What you need to do:
Return every line in the records that contains the string "ymin". Case matters.

Data shown:
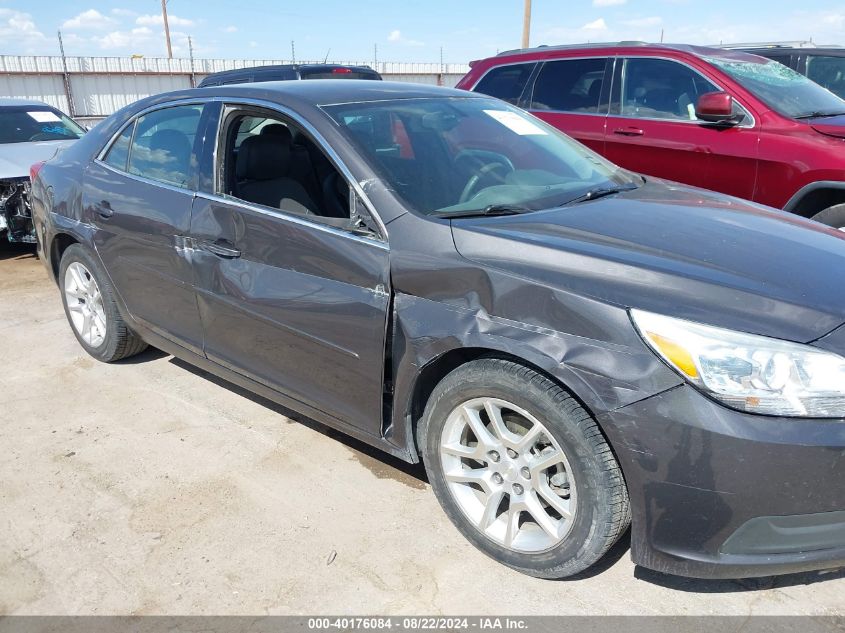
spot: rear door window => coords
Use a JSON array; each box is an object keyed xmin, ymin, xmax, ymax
[
  {"xmin": 128, "ymin": 104, "xmax": 202, "ymax": 188},
  {"xmin": 103, "ymin": 122, "xmax": 135, "ymax": 171},
  {"xmin": 530, "ymin": 57, "xmax": 607, "ymax": 113},
  {"xmin": 473, "ymin": 63, "xmax": 536, "ymax": 105}
]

Finished exercise:
Use a JSON array; each box is an object keyed xmin, ymin, xmax, ymax
  {"xmin": 128, "ymin": 104, "xmax": 202, "ymax": 188},
  {"xmin": 103, "ymin": 122, "xmax": 135, "ymax": 171},
  {"xmin": 530, "ymin": 57, "xmax": 607, "ymax": 113},
  {"xmin": 473, "ymin": 63, "xmax": 536, "ymax": 105}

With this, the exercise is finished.